SOURCE
++++++

This is why cdev_init() must not be called after cdev_alloc(): Even though it will do nothing harmless apparently, it will re-init the kernel object to ktype_cdev_default. That’s easily unnoticed, since the only thing that will happen is that kfree() won’t be called. Causing a very small, barely notable, kernel memory leak. No disaster, but people go to kernel-hell for less.

When and how to free example_device

Now back to the topic of maintaining a reference count on the device’s information (e.g. struct example_device). It should contain this struct kref, which allows keeping a track on when the struct itself should be kept in memory, and when it can be deleted. As mentioned earlier, the kref is automatically initialized with a reference count of 1, and is then incremented every time the open method is called for a related device file, decremented for every release of such, and once again decremented when the device itself is disconnected.

On the face of it, easy peasy: The struct goes away when there are no related open device files, and the device itself is away too. But what if there’s a race condition? What if a file is opened at the same time that the device is disconnected? This requires a mutex.

The practice for using kref is to decrement the struct’s reference count with something like

kref_put(&mydevice->kref, cleanup_dev);

where cleanup_dev is a function that is called if the reference count reached zero, with a pointer to the kdev. The function then uses container_of to find the address of the structure containing the kref, and frees the former. Something like

static void cleanup_dev(struct kref *kref)
{
  struct example_device *dev =
    container_of(kref, struct example_device, kref);

  kfree(dev);
}

The locking mechanism is relatively simple. All it needs to ensure is that the open method doesn’t try to access the example_device struct after it has been freed. But since the open method must do some kind of lookup to find which example_device struct is relevant, by checking if it covers the major/minor of the opened device file, the name of the game is to unlist the example_device before freeing its memory.

So if the driver implements a list of example_device structs, one for each connected USB device, all that is necessary is to protect the access to this list with a mutex, and to hold that mutex while kref_put() is called. Likewise, this mutex is taken by the open method before looking in the list, and is released only after incrementing the reference count with kref_get().

And then make sure that the list entry is removed in cleanup_dev.

Bonus: When is it OK to access the USB API’s structs?

++++++

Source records
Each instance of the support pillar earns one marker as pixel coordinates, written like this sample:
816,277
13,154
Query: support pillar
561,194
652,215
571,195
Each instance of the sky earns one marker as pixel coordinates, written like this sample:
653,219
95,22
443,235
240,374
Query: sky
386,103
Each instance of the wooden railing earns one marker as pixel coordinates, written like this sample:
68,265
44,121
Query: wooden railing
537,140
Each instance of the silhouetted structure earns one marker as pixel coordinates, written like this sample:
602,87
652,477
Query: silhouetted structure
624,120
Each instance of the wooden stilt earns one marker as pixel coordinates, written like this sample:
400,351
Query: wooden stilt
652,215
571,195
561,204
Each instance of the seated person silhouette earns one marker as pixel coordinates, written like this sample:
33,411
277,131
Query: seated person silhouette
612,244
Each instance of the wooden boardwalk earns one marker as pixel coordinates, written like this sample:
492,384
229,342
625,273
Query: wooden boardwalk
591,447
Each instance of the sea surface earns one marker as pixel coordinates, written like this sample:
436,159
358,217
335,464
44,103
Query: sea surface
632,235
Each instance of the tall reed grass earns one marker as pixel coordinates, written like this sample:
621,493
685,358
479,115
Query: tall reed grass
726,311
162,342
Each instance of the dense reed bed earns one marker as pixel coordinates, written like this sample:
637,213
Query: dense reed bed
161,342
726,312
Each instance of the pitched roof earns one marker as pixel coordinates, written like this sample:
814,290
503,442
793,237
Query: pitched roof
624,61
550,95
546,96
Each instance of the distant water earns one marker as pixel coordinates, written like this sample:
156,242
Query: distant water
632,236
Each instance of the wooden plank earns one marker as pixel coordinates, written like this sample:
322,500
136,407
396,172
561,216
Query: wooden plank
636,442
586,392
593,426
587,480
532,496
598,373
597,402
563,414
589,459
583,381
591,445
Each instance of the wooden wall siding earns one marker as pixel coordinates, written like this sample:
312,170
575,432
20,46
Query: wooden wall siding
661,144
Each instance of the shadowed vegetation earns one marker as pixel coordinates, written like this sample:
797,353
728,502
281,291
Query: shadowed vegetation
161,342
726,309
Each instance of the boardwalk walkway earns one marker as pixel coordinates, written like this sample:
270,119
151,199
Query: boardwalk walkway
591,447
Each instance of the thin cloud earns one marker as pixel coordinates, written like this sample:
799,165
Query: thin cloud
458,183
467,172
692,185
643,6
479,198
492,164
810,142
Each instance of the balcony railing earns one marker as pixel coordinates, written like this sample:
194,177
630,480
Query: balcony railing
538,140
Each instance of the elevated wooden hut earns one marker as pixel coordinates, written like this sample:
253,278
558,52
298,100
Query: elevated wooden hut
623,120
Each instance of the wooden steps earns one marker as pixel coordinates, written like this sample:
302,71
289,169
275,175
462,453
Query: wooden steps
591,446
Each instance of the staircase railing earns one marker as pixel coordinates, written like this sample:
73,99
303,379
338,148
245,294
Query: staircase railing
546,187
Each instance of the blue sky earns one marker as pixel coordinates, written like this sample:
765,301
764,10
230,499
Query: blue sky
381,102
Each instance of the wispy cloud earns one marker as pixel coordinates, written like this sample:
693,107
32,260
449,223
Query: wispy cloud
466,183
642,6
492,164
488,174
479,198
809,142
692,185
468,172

++++++

REQUIRED TASKS
**A)** For each of the statements (i) to (iii), state whether it agrees with the passage on freeing example_device. Answer yes or no, and quote the deciding words of the passage.
(i) The kref begins with a reference count of 1.
(ii) Calling cdev_init() after cdev_alloc() causes a large kernel memory leak.
(iii) The open method releases the mutex before it increments the reference count.
**B)** Using the passage on freeing example_device, answer each question briefly:
(i) Which macro does cleanup_dev use to find the address of the structure containing the kref?
(ii) Besides each release of a related device file, what event decrements the reference count?
(iii) What must be removed in cleanup_dev?
**C)** Carry on the passage on freeing example_device from its final line.

TASK RESPONSES
**A)**
(i) Yes: "the kref is automatically initialized with a reference count of 1"
(ii) No: "Causing a very small, barely notable, kernel memory leak."
(iii) No: "is released only after incrementing the reference count with kref_get()"

**B)**
(i) container_of
(ii) The disconnection of the device itself
(iii) The list entry

**C)**
Not directly related, but definitely worth mentioning: The memory chunk, to which struct usb_interface *interface points to (which is given to both probe and disconnect) is released after the call to the disconnect method returns. This means that if any other method holds a copy of the pointer and uses it, there must be some kind of lock that prevents the disconnect call to return as long as this pointer may be in use. And of course, prevents any other thread to start using this pointer after that. Otherwise even something as innocent as

dev_info(&interface->dev, "Everything is going just great!\n");

may cause a nasty crash. Sleeping briefly on the disconnect method is OK, and it solves this issue. Just be sure no other thread sleeps forever with that lock taken. Should not be an issue, because asynchronous operations on the USB API have no reason to block.

This is demonstrated well in the kernel’s own usb-skeleton.c, by virtue of io_mutex. In the disconnection method, it goes

mutex_lock(&dev->io_mutex);
dev->interface = NULL;
mutex_unlock(&dev->io_mutex);

and then, whenever the driver wants to touch anything related USB, it goes

mutex_lock(&dev->io_mutex);
if (!dev->interface) {
  mutex_unlock(&dev->io_mutex);
  retval = -ENODEV;
  goto error;
}

and keeps holding that mutex during all business with the kernel’s USB API. Once again, this is reasonable when using the asynchronous API, so no call blocks.

It’s however not possible to hold this mutex in URB completer callbacks, since they are executed in atomic context (an interrupt handler or tasklet). These callbacks routines are allowed to assume that the interface data is legit throughout their own execution, because the kernel’s USB subsystem makes sure to complete all URBs (with a -ENOENT status) before tearing the interface down.

This is true unless the soft_unbind flag is explicitly set by the device driver, which means “if set to 1, the USB core will not kill URBs and disable endpoints before calling the driver’s disconnect method.”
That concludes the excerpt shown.